- _TAREAS_:
a) Extrae del texto sobre la Pascua el fragmento que va de "Es Pascua, la" a "misión de Jesús.", ambos incluidos.
b) Según el texto sobre la Pascua, ¿por qué la Pascua tiene un privilegio evidente en la Liturgia? Responde en una a tres oraciones.
c) En el texto sobre la Pascua, ¿cómo encontró María Magdalena el sepulcro?

Es Pascua, la más grande de las solemnidades litúrgicas. En la calle tal vez se da más fausto a la fiesta de Navidad, cuando celebramos el comienzo del camino terrenal de Jesús, por aquello de la ternura humana del Niño, pero, en la Liturgia, la Pascua tiene un privilegio evidente, por tratarse de la llegada a término, del éxito conseguido, del triunfo y la apoteosis de la misión de Jesús.
Hoy celebramos el paso de Jesús a su gloria divina a través de la persecución, la pasión y la muerte. Es lo que conocemos con el nombre de Misterio Pascual: la unidad indisoluble entre la vida, entregada con generosidad inaudita sin ahorrarse ningún sufrimiento, y la entrada triunfal a la gloria del Padre. Un misterio en el cual también nosotros y el mundo entero vivimos inmersos. ¡Cuánta pasión y muerte, a diario, en el mundo! Las noticias de estos días hablan de demasiadas muertes en carretera, por lo que, un gran número de familias de nuestra tierra, pasan su viernes de dolor, siendo hoy Pascua. En los hospitales muchas personas de todas las edades llevan la cruz de la enfermedad, y muchas familias, también en nuestro país, viven en la pobreza por falta de trabajo o por otras circunstancias; mientras que en el tercer mundo, son incontables las personas que suben hoy mismo su camino del calvario. Por estas y otras razones nos hace falta acompañar a Jesús en su resurrección y entender que él ha dado sentido y ha abierto una puerta de salida a unas situaciones tan dolorosas, haciéndose uno de nosotros y cargando como propias las tribulaciones de todos.
Una luz divina ha estallado en mitad de la tiniebla del dolor humano con la Resurrección de Cristo. Para nosotros es difícil creer y más todavía entender la resurrección. También los amigos de Jesús tuvieron dificultades, como hemos podido ver con María Magdalena quien, hallando el sepulcro abierto y vacío, ni siquiera sospechó que Jesús había resucitado, por más que él se lo había prometido formalmente. La resurrección de un muerto está fuera de nuestras categorías de pensamiento. De no ser así, ¿cómo sería posible que María no lo viese claro desde el primer momento?

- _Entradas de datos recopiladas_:
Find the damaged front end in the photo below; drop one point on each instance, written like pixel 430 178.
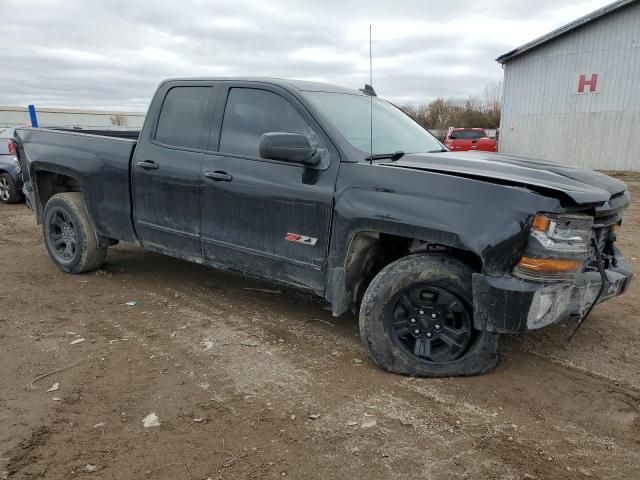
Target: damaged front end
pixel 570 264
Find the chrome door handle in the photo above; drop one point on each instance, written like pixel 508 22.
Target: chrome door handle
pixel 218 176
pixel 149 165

* * *

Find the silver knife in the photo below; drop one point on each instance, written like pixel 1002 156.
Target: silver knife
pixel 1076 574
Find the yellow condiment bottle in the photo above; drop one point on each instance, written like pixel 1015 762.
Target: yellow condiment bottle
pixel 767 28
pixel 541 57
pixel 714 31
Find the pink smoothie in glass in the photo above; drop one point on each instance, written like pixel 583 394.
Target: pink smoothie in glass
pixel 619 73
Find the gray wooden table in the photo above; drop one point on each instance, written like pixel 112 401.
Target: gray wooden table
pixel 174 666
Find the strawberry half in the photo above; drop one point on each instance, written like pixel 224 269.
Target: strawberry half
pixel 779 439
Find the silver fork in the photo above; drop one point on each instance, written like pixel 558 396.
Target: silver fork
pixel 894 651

- _SOLUCIONES_:
a)
Es Pascua, la más grande de las solemnidades litúrgicas. En la calle tal vez se da más fausto a la fiesta de Navidad, cuando celebramos el comienzo del camino terrenal de Jesús, por aquello de la ternura humana del Niño, pero, en la Liturgia, la Pascua tiene un privilegio evidente, por tratarse de la llegada a término, del éxito conseguido, del triunfo y la apoteosis de la misión de Jesús.

b) En la Liturgia, la Pascua tiene un privilegio evidente porque celebra la llegada a término de la misión de Jesús. Es su éxito, su triunfo y su apoteosis.

c) Abierto y vacío.